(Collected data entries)

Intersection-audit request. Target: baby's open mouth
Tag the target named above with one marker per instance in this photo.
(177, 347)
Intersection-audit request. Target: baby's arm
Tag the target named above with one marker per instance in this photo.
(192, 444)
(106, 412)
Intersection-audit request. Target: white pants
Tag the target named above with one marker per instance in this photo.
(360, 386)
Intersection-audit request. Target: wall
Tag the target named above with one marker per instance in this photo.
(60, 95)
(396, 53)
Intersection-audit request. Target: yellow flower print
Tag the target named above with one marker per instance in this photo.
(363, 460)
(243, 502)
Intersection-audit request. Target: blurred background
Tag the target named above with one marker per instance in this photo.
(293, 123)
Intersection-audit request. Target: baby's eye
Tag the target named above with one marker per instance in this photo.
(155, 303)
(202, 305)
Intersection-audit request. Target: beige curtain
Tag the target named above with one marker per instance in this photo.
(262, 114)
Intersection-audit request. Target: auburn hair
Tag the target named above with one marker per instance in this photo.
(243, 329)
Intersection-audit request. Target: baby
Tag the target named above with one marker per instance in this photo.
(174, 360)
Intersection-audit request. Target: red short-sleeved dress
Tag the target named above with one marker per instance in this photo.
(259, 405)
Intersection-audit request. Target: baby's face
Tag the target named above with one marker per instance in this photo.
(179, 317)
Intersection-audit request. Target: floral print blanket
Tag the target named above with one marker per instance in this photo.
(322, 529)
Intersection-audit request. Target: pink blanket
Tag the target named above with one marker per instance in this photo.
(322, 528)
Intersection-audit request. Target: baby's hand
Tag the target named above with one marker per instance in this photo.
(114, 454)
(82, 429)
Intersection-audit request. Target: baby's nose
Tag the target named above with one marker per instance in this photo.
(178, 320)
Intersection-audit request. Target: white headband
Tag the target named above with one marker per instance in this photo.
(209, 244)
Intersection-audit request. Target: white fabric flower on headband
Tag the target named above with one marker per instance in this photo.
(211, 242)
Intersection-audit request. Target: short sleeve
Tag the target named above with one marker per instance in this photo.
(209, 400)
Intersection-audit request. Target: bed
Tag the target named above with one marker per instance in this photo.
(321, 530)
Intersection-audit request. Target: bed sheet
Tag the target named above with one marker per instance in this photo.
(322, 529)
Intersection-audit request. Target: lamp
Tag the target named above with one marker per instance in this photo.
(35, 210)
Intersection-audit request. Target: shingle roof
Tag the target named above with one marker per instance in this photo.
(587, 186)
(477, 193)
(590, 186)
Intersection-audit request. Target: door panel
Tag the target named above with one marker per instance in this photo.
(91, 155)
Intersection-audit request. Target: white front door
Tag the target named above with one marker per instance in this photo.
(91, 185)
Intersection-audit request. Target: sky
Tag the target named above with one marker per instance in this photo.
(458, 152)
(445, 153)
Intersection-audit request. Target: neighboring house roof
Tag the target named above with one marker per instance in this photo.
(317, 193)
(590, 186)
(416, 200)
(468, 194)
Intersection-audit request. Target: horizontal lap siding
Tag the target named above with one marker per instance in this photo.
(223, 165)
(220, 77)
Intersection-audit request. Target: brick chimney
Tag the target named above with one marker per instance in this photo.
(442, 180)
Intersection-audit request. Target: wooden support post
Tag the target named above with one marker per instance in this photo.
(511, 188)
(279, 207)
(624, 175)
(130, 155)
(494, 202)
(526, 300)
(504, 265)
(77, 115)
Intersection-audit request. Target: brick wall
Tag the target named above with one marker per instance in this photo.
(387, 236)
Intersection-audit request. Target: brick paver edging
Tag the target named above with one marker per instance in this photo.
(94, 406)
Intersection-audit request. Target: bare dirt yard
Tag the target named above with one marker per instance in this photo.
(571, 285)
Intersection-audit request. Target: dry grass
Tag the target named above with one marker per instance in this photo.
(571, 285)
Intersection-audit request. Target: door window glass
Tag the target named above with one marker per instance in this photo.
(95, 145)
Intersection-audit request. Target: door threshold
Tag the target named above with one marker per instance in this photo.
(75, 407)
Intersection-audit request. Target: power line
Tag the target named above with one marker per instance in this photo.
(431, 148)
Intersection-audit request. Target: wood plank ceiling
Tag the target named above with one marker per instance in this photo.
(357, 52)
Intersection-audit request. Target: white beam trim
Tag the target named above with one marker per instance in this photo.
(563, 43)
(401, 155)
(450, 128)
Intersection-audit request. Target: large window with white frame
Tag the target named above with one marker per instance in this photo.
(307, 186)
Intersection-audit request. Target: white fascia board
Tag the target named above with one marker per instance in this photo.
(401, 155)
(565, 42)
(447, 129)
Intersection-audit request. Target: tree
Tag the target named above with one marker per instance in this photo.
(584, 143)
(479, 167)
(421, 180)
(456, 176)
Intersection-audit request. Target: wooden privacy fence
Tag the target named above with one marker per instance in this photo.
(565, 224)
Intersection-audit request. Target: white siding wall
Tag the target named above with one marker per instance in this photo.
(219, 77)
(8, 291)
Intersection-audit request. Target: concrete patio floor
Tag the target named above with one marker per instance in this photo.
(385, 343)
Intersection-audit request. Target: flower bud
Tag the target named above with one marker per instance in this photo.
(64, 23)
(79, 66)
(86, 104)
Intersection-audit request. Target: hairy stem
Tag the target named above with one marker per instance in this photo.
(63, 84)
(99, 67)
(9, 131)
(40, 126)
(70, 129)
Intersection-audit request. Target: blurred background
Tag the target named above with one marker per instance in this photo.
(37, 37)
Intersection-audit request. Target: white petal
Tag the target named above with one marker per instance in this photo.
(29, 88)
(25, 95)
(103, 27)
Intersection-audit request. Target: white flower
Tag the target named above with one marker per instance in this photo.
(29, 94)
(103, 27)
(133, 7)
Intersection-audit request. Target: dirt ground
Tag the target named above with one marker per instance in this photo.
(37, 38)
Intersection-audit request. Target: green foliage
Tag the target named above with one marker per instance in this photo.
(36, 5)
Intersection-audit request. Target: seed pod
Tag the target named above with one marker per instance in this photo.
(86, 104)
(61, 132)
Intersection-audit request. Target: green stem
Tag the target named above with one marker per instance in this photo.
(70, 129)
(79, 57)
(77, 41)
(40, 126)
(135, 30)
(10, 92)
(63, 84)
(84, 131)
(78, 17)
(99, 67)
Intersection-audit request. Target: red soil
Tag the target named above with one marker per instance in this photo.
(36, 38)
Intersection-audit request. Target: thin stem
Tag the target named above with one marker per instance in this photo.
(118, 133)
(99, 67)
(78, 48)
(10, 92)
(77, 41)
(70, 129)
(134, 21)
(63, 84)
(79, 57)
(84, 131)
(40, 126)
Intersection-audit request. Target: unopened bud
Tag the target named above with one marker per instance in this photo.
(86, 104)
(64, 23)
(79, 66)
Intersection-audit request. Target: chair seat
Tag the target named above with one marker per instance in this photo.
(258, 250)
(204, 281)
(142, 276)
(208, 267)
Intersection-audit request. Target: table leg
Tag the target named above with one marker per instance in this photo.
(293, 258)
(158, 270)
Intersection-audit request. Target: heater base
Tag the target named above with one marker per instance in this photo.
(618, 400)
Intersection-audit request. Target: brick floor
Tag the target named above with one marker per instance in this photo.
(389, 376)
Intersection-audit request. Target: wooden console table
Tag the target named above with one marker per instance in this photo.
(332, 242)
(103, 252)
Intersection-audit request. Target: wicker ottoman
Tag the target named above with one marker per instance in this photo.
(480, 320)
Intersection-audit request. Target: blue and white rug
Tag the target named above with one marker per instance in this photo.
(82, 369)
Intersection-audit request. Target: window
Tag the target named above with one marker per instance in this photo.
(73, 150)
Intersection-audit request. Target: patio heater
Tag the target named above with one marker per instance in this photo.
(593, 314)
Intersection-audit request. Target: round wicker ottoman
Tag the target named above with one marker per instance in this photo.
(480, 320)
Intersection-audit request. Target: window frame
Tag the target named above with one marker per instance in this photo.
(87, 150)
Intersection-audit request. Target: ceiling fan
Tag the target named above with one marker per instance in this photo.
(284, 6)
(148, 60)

ACTIVITY >>
How many lines in the entries include the string "dirt"? Answer with the number alone.

REPLY TO THE EXERCISE >>
2